■ **Your task**
The word to look for is "lamp". Report every line of the entries below that has it.

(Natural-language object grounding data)
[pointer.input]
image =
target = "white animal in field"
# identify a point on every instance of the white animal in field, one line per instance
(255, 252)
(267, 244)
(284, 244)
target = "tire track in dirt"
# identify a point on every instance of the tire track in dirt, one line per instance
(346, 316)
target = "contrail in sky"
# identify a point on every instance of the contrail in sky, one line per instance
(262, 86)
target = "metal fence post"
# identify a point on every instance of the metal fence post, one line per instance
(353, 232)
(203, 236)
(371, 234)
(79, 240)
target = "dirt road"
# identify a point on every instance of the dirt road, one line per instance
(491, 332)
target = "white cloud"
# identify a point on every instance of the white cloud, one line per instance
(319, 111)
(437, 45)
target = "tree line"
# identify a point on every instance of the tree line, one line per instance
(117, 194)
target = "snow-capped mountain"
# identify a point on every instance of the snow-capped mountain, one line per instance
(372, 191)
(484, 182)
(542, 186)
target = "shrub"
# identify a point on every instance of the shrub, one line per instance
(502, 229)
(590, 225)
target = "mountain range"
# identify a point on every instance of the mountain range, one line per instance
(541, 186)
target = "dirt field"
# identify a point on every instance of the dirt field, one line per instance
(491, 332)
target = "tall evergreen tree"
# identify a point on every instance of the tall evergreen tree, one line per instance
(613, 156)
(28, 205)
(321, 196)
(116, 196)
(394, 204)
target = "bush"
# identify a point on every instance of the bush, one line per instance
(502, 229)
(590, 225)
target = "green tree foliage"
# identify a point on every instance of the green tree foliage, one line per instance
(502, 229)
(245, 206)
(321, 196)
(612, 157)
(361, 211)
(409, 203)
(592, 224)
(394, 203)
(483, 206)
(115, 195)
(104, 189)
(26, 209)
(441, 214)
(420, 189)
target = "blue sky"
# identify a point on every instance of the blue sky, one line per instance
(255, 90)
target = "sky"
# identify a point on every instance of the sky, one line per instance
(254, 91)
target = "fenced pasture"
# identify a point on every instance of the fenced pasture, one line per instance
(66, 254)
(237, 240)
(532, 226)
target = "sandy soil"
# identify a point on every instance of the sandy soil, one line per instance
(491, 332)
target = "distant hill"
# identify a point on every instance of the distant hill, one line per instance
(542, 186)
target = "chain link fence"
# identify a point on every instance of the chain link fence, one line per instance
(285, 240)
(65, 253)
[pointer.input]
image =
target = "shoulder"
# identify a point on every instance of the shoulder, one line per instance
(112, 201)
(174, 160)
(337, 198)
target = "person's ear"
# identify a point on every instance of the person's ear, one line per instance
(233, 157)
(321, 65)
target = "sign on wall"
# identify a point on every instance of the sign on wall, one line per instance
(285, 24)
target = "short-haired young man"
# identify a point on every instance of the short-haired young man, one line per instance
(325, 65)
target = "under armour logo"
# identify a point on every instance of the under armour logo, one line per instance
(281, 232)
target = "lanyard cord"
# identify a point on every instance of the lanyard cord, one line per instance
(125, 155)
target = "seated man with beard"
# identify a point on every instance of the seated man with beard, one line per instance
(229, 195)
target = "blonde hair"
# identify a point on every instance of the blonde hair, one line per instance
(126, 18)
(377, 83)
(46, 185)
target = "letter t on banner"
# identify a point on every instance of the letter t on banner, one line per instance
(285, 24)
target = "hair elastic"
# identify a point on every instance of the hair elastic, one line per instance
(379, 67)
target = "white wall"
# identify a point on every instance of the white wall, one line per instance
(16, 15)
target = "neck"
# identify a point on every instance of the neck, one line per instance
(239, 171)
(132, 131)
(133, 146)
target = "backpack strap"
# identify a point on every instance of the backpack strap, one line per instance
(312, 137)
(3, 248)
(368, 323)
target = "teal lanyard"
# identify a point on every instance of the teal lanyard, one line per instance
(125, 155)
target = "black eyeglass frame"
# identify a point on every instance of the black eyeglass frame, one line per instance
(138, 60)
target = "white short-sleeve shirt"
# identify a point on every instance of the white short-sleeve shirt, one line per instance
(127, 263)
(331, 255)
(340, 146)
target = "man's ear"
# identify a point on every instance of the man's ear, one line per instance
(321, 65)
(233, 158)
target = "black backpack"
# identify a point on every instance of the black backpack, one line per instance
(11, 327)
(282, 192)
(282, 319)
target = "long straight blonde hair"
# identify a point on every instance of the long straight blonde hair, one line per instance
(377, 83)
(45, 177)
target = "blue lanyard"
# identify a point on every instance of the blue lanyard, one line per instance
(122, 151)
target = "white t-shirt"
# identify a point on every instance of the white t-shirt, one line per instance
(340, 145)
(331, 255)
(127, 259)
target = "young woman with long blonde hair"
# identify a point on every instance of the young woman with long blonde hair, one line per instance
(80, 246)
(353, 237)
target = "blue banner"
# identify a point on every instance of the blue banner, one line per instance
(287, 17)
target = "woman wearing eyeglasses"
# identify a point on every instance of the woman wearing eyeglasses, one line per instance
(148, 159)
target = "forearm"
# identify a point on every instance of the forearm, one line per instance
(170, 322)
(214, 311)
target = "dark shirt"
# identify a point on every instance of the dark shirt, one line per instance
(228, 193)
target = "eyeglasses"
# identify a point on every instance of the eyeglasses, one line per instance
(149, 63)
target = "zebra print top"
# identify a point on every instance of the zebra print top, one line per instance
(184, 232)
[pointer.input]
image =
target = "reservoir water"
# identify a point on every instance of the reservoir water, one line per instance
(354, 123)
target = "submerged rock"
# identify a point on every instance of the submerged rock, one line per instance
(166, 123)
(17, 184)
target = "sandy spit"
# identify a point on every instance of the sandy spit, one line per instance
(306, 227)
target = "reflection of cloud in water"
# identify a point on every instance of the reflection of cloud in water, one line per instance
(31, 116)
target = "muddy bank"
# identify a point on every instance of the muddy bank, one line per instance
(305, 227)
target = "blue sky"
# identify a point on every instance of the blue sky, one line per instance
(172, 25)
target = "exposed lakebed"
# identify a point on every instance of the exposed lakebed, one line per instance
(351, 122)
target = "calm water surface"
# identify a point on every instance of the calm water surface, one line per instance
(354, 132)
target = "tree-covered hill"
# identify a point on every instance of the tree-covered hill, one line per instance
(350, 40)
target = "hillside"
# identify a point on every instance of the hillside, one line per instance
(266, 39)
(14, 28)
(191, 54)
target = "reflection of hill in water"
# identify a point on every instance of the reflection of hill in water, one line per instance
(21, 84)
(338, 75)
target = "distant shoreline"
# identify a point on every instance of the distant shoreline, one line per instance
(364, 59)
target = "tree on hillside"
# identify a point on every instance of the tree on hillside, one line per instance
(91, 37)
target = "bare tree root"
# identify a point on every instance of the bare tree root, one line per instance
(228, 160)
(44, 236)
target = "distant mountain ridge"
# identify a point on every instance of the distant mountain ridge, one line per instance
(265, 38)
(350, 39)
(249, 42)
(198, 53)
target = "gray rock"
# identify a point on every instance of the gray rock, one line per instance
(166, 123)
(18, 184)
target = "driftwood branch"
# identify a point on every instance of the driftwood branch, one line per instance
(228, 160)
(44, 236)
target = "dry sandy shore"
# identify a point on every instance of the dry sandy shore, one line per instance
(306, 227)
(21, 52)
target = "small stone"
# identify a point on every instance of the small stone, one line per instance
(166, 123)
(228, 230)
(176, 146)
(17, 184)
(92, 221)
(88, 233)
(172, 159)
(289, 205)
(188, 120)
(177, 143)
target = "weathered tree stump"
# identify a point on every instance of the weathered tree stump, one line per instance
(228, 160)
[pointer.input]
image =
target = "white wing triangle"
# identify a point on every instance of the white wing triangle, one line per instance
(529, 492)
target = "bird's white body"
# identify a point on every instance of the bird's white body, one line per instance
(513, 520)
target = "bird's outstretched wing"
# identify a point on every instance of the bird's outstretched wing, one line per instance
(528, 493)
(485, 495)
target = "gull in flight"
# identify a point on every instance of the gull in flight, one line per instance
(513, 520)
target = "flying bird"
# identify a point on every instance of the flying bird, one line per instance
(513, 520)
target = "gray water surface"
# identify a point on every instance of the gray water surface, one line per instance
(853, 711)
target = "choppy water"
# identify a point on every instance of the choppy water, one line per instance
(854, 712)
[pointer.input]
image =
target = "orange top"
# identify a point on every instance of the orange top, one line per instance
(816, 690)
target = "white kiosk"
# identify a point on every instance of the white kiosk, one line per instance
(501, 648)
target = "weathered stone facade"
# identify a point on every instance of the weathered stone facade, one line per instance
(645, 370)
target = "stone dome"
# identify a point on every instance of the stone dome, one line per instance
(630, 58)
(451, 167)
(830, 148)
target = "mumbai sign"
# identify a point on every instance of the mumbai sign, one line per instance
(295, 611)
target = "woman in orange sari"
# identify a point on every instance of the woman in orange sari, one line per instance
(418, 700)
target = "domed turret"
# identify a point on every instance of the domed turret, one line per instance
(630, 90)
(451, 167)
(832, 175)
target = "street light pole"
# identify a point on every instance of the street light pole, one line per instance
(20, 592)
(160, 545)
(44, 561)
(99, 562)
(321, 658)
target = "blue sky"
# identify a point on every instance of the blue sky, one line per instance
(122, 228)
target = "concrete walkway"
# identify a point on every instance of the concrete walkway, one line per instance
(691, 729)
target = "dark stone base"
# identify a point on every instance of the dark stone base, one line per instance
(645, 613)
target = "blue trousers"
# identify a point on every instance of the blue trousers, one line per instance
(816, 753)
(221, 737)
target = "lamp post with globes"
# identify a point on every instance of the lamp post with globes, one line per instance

■ **Response area**
target = "lamp post with globes"
# identify a point on every instance of the lamp post with globes, one line per instance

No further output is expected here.